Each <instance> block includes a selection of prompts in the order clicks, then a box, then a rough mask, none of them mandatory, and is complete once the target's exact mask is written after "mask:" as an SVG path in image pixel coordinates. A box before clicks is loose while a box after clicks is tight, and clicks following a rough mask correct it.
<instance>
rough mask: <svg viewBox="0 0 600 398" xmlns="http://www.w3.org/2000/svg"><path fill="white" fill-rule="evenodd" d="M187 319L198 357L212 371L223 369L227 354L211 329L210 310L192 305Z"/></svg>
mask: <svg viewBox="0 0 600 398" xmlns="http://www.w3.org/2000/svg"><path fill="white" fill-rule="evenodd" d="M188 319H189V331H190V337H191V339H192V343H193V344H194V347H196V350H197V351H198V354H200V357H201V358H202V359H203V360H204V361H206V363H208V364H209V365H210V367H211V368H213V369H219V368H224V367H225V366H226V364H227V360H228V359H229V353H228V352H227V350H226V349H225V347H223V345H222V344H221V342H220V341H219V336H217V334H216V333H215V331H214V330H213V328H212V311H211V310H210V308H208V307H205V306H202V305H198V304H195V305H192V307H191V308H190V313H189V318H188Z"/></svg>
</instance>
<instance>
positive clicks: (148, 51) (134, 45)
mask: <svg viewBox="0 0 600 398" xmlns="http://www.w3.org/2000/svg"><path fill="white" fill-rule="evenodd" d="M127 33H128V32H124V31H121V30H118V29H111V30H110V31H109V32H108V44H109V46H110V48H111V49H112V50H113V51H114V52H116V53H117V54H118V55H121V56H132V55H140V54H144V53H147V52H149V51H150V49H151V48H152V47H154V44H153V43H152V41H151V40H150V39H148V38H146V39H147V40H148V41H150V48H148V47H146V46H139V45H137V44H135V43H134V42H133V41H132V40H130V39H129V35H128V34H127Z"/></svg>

● Work order: Can you output every line above verbatim, with nothing altered?

● Answer for the task:
Each <instance> block includes a selection of prompts in the order clicks, then a box, then a rough mask, none of them mandatory, and is complete once the target's exact mask is written after "mask:" as an SVG path in image pixel coordinates. A box before clicks is loose while a box after clicks is tight, and clicks following a rough mask correct it.
<instance>
rough mask: <svg viewBox="0 0 600 398" xmlns="http://www.w3.org/2000/svg"><path fill="white" fill-rule="evenodd" d="M187 319L198 357L212 371L223 369L227 354L211 329L210 310L192 305Z"/></svg>
mask: <svg viewBox="0 0 600 398" xmlns="http://www.w3.org/2000/svg"><path fill="white" fill-rule="evenodd" d="M188 319H189V331H190V337H191V339H192V343H193V344H194V347H196V350H197V351H198V354H200V357H201V358H202V359H203V360H204V361H206V363H208V364H209V365H210V367H211V368H213V369H219V368H224V367H225V366H226V364H227V360H228V359H229V353H228V352H227V350H226V349H225V347H223V345H222V344H221V342H220V341H219V336H217V334H216V333H215V331H214V330H213V328H212V311H211V310H210V308H208V307H205V306H202V305H198V304H195V305H192V307H191V308H190V313H189V318H188Z"/></svg>
</instance>
<instance>
positive clicks: (148, 51) (134, 45)
mask: <svg viewBox="0 0 600 398" xmlns="http://www.w3.org/2000/svg"><path fill="white" fill-rule="evenodd" d="M127 33H128V32H124V31H121V30H118V29H111V30H110V31H109V32H108V44H109V46H110V48H111V49H112V50H113V51H114V52H116V53H117V54H118V55H121V56H132V55H140V54H144V53H147V52H149V51H150V49H151V48H152V47H154V44H153V43H152V41H151V40H150V39H148V38H146V39H147V40H148V41H150V48H148V47H146V46H139V45H137V44H135V43H134V42H133V41H132V40H130V39H129V35H128V34H127Z"/></svg>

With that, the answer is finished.